→ **Fragmento para leer**:
De todas las monarquías europeas que han sobrevivido hasta el día de hoy, la jefa de estado del Reino Unido, Isabel II, mantiene una peculiar fama por su anti-intervencionismo extremo y su lejanía de la escena política. Durante las últimas semanas, la Reina y su entorno institucional han vuelto a pagar un precio muy caro por ello, tras haber aceptado sin pega alguna la petición del primer ministro Boris Johnson de suspender por la fuerza el parlamento y empujar todo un país al abismo de un Brexit caótico y sin acuerdo. Todo ello a menos de dos meses para el 31 de octubre, cuando el candidato extremista de un partido irreconocible y transformado, un mero clon nacionalista de Farage y los suyos, debería entregar a sus votantes el trofeo que la tímida Theresa May no pudo.

→ **Tarea propuesta**: Según el fragmento sobre Isabel II y el Brexit, ¿qué petición del primer ministro Boris Johnson aceptó la Reina?

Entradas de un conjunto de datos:
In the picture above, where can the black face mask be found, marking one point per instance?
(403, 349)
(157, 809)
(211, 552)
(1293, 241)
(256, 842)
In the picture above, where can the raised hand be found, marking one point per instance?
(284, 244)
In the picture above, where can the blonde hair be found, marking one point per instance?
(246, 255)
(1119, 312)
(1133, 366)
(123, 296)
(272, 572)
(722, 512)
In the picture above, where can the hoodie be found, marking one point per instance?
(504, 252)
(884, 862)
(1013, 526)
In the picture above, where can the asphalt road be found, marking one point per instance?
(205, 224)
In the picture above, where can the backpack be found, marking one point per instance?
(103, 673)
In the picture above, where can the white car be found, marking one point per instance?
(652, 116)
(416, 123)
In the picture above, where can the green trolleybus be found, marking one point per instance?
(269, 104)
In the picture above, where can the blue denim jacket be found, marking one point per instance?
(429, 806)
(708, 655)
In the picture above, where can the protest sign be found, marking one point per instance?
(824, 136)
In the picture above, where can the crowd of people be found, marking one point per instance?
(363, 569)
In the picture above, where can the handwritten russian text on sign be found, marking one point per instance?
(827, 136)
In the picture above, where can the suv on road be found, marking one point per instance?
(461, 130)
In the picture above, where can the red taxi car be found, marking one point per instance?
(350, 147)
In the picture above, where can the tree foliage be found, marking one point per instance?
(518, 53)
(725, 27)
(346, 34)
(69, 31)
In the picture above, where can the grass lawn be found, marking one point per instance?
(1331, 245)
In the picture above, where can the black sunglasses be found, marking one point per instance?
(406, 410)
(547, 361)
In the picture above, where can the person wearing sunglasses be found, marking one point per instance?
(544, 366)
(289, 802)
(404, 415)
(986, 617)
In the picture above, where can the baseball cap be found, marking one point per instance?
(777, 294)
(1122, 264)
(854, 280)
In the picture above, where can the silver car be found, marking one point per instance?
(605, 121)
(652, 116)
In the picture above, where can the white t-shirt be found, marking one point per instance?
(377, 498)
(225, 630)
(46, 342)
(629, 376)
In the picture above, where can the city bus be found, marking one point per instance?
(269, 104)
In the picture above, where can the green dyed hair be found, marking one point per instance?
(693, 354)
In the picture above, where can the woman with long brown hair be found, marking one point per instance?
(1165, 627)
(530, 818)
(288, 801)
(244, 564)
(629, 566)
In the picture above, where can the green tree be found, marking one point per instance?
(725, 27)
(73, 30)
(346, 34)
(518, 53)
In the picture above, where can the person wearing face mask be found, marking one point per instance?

→ **Respuesta correcta**: Suspender por la fuerza el parlamento.